Excerpt =
-=-=-=-=-

# Voting Time, March 2015 Pic of the Month



## einspänner (Sep 8, 2012)

http://www.vizslaforums.com/index.php/topic,32537.0.html

Little Elvis must have chewed up harrigab's computer, so I'll get the poll up and running. As usual, one vote and no voting for yourself. Good luck!


----------



## mommaofalot (Apr 10, 2014)

Lots of great pics this month... guess everyone is finally thawing out


----------



## redbirddog (Apr 23, 2010)

bump


----------



## harrigab (Aug 21, 2011)

einspänner said:


> http://www.vizslaforums.com/index.php/topic,32537.0.html
> 
> Little Elvis must have chewed up harrigab's computer, so I'll get the poll up and running. As usual, one vote and no voting for yourself. Good luck!


thanks einspanner, been away for 5 days with no internet access, meant to do poll before our trip but forgot..oops!, pics of trip to follow


----------



## Zoton (Feb 4, 2014)

Im voting for sniper John as his rosett is from the weimaraner club ;D


----------



## einspänner (Sep 8, 2012)

-=-=-=-=-

Written request 1 =
In the poll thread, how many days was harrigab away without internet access?
Written request 2 =
Carry on the poll thread from the point where it stops.
The records are separate material and are not part of the poll thread.

-=-=-=-=-

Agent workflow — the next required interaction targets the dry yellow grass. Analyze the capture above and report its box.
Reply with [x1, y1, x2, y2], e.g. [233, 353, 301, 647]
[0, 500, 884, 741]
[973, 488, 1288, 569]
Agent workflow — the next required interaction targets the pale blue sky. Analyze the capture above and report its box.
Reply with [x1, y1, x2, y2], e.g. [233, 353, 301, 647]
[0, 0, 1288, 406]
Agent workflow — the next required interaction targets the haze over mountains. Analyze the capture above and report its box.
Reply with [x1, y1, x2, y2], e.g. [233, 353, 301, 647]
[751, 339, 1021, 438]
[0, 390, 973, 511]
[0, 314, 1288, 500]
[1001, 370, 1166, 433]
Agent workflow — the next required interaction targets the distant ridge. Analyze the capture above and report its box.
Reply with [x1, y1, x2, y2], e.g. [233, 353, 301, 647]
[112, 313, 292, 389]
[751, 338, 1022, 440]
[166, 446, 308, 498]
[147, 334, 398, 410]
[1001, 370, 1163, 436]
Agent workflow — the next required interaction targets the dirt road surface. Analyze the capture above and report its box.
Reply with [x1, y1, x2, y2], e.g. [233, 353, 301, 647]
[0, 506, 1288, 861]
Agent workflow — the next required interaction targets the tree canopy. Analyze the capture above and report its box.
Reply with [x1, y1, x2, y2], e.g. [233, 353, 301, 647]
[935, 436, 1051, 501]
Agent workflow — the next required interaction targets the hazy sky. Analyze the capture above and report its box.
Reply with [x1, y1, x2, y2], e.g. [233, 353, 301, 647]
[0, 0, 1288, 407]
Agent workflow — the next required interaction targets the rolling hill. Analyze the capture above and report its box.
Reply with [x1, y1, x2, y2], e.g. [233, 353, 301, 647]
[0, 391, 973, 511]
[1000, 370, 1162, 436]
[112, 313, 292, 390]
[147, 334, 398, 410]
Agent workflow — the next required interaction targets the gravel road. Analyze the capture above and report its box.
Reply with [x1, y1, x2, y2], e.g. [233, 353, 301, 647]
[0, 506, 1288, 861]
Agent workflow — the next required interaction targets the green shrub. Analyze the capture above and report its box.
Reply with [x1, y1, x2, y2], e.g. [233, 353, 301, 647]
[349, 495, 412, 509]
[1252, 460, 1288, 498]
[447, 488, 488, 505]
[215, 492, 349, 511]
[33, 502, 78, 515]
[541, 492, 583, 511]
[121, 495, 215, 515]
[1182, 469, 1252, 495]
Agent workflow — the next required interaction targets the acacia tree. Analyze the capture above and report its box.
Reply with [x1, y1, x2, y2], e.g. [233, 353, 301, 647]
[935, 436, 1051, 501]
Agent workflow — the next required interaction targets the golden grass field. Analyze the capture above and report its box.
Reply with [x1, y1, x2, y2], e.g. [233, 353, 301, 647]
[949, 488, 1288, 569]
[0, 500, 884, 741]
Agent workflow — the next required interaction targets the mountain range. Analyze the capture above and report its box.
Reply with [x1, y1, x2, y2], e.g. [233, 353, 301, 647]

-=-=-=-=-

Final answer 1 =
Five days.

Final answer 2 =
We need a tie breaker!


----------



## harrigab (Aug 21, 2011)

still 2 days to go,,,,it's gonna be close


----------



## Eddiemoto (May 4, 2013)

Wow, this is very close this month. Lots of great pics.


----------



## einspänner (Sep 8, 2012)

Congratulations to sillybluecreature and Eddiemoto for winning in a very close round!


----------



## Eddiemoto (May 4, 2013)

I think I really like this. It show the two sides of the Vizsla.


----------



## einspänner (Sep 8, 2012)

Eddiemoto said:


> I think I really like this. It show the two sides of the Vizsla.


That was my thought too. Regal/poised vs. goofy/insane.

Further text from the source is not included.